▸ CONSIGNE
Modifiez le passage de l’extrait sur l’église de Kondologa compris entre « L’église de la Dormition » et « et sa culture. » inclus en y remplaçant « 42 mètres » par « quarante-deux mètres », puis recopiez ce passage.

L’église de la Dormition de Kondologa était le plus haut bâtiment conservé de l’architecture russe en bois, 42 mètres, cinq mètres de plus que l’église de la Transfiguration à Khiji. Mais il n’est pas seulement question de hauteur, bien sûr, elle exprimait l’essence même de l’architecture russe et de l’idée civilisationnelle qui lui était liée. Le style en forme de tente, le plus original et le plus typique des styles architecturaux russes. Grâce à lui, se dresse au milieu des espaces russes sans limites, une Eglise-Signe adressé à l’extérieur, le symbole visible de la présence divine dans notre monde, révélée à travers le peuple russe, son église et sa culture.
Si l’église byzantine « cruciforme à coupoles » invitait à entrer, promettant le paradis à l’intérieur, les églises russes hardies, en forme de tente, disposaient symboliquement l’espace autour d’elles, comme pour insister sur le fait que non seulement l’âme de l’homme, mais la nature environnante peut être transformée en paradis. Les Russes ont transformé le Nord sévère en lieu saint, en jardin biblique paradisiaque. Et c’est justement pourquoi (et pas seulement à cause de considérations économiques), on utilisait le bois comme matériau, transformant le bâtiment en partie de la nature.

▸ DONNÉES FOURNIES

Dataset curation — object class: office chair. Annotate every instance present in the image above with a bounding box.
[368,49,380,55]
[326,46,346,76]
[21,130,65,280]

▸ RÉSULTAT
L’église de la Dormition de Kondologa était le plus haut bâtiment conservé de l’architecture russe en bois, quarante-deux mètres, cinq mètres de plus que l’église de la Transfiguration à Khiji. Mais il n’est pas seulement question de hauteur, bien sûr, elle exprimait l’essence même de l’architecture russe et de l’idée civilisationnelle qui lui était liée. Le style en forme de tente, le plus original et le plus typique des styles architecturaux russes. Grâce à lui, se dresse au milieu des espaces russes sans limites, une Eglise-Signe adressé à l’extérieur, le symbole visible de la présence divine dans notre monde, révélée à travers le peuple russe, son église et sa culture.